*** SOURCE DOCUMENT ***

18 December 2014

Dossiers
Three questions for:
Lutz Harrer, Lighting Design at the Technische Universität München

Text: Franziska Porsch

Light is essential to our visual perception and has a direct impact on well-being and the body’s own biorhythm. The increased use of artificial light therefore raises questions about lighting design and the way in which it is used. This requires experts who know about the effects of light, and are able to incorporate these into room planning. There are a few educational institutions in Germany that carry out this sort of work. These include the Master's degree programme Light and Lighting M.Sc. at the TU München. We spoke to Lutz Harrer, a research associate at the Department of Interior and Lighting Design, about the focus and aims of the programme.



 

1. What is the role of light in design and architecture?

 

Lighting design is an integral part of architecture. The walls and the lighting, which are the essential elements of architecture and their original and constitutive elements, thus interact with one another. The wall – which here means all of the structural components – reflects the light and at the same time changes it. This interplay produces different areas of light and shade, which shape the space and thus define its look. When addressing both what is technically feasible and what makes sense from an architectural point of view, the aim and responsibility of architects should be to coordinate the ideas and interests of all stakeholders, to create clarity and certainty in terms of planning, to avoid misunderstandings and, finally, to save costs.



 

2. What is the relationship between technical knowledge and design capability when designing lighting and incorporating it into other types of design?

*** End of SOURCE DOCUMENT ***
*** SUPPLIED DATA ***

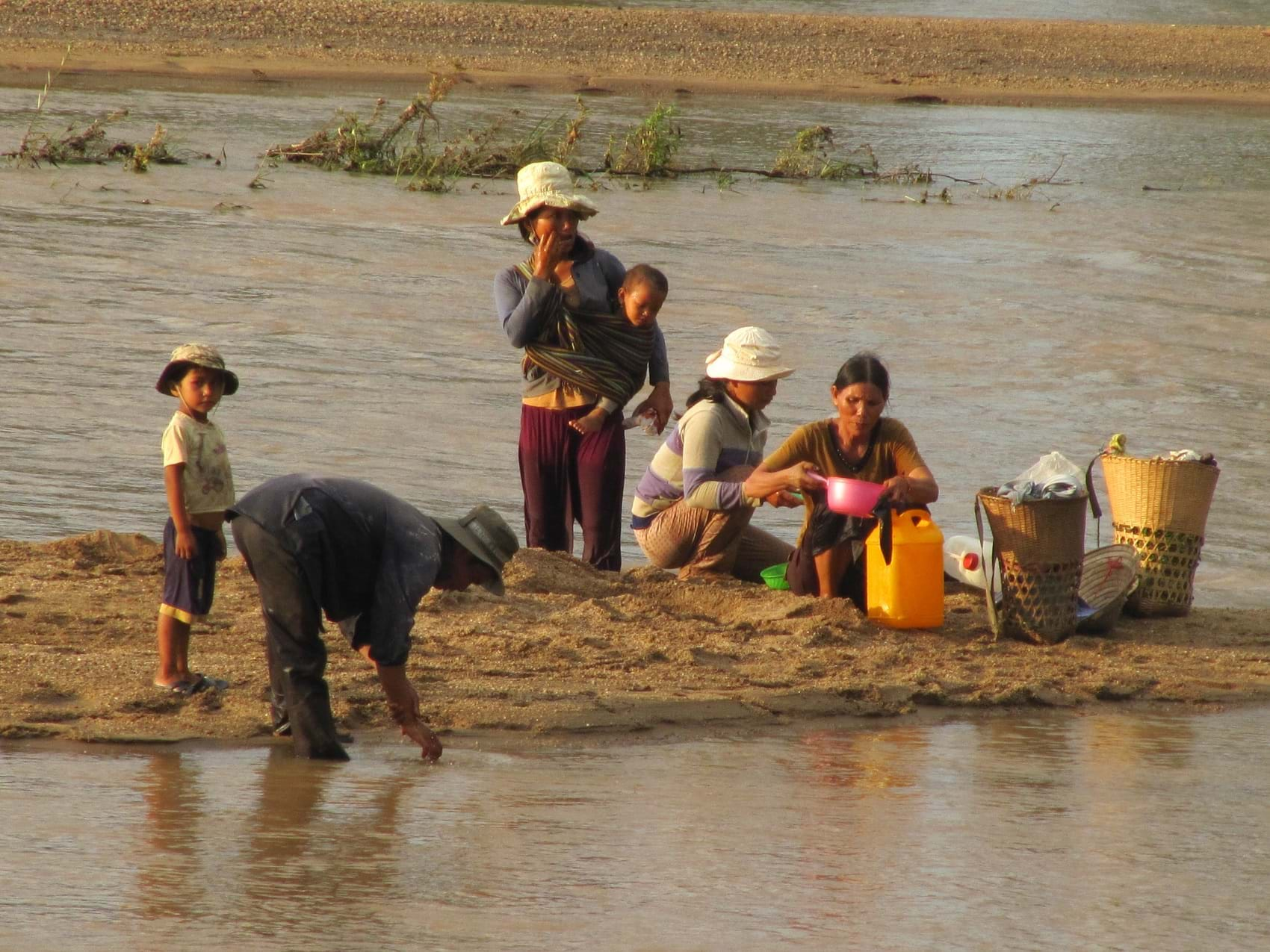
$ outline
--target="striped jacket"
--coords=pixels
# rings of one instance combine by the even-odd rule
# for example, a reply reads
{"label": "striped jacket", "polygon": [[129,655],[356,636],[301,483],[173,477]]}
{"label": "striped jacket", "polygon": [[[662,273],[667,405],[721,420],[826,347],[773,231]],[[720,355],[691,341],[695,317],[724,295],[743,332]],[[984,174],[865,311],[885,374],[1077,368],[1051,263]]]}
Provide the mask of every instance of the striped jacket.
{"label": "striped jacket", "polygon": [[690,406],[635,487],[631,528],[645,528],[681,499],[702,509],[757,506],[762,500],[747,498],[740,481],[719,476],[735,466],[753,468],[762,462],[767,426],[762,413],[751,419],[732,397]]}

*** End of SUPPLIED DATA ***

_WORK TASK 1_:
Answer these questions about the lighting design interview:
(a) At which department is Lutz Harrer a research associate?
(b) What is the name of the Master's degree programme at the TU München?
(c) What does the wall do to the light, according to the answer to the first question?
_WORK TASK 2_:
Can you print the passage of the lighting design interview between "18 December 2014" and "of the programme.", inclusive?

_ANSWER SECTION 1_:
(a) The Department of Interior and Lighting Design.
(b) Light and Lighting M.Sc.
(c) It reflects the light and at the same time changes it.

_ANSWER SECTION 2_:
18 December 2014

Dossiers
Three questions for:
Lutz Harrer, Lighting Design at the Technische Universität München

Text: Franziska Porsch

Light is essential to our visual perception and has a direct impact on well-being and the body’s own biorhythm. The increased use of artificial light therefore raises questions about lighting design and the way in which it is used. This requires experts who know about the effects of light, and are able to incorporate these into room planning. There are a few educational institutions in Germany that carry out this sort of work. These include the Master's degree programme Light and Lighting M.Sc. at the TU München. We spoke to Lutz Harrer, a research associate at the Department of Interior and Lighting Design, about the focus and aims of the programme.